**PROBLEM REQUIREMENTS:** Please pull out every line below that contains the word "water". Case counts, so copy only lines where the letters match in case.

## start INPUT DATA

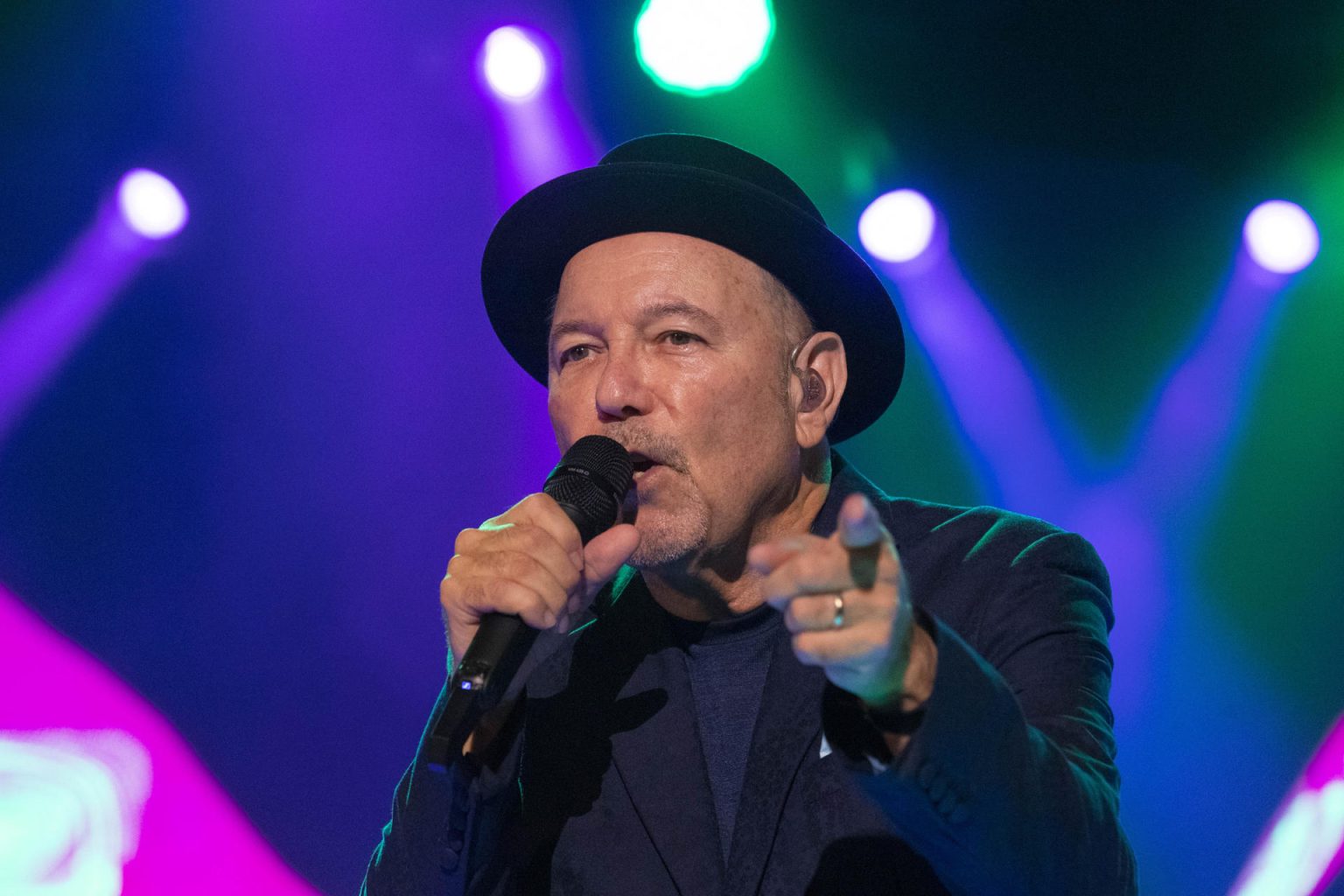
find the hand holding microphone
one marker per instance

## end INPUT DATA
## start INPUT DATA

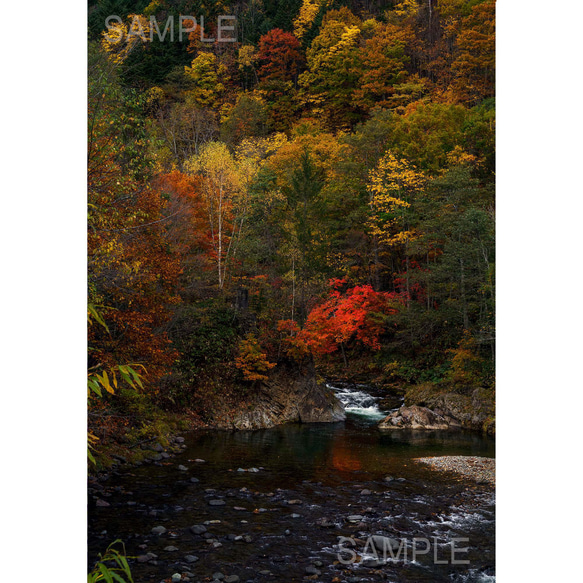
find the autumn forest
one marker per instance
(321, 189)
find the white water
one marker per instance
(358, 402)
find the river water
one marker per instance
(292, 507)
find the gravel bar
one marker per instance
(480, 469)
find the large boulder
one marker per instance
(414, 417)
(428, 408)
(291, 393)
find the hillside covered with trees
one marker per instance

## end INPUT DATA
## start INPUT DATA

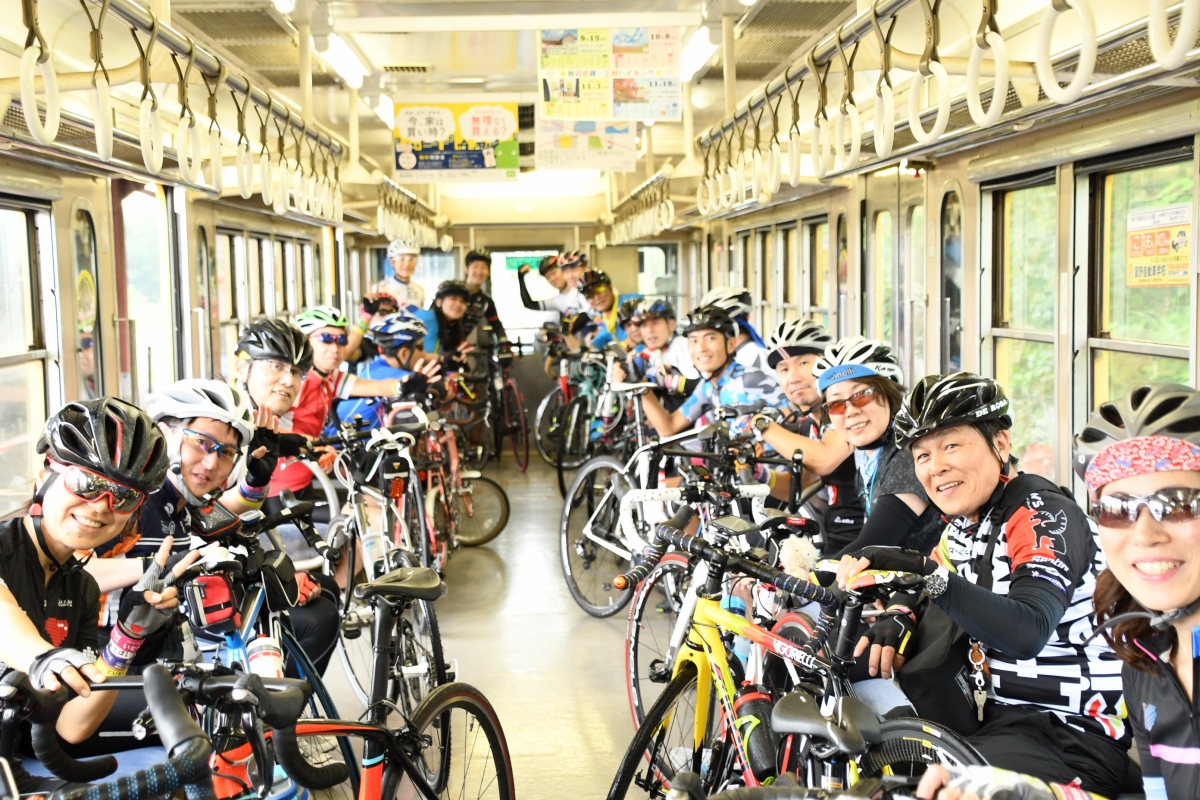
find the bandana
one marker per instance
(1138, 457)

## end INPUT DATA

**OUTPUT FOR THIS TASK:**
find the white water
find the river water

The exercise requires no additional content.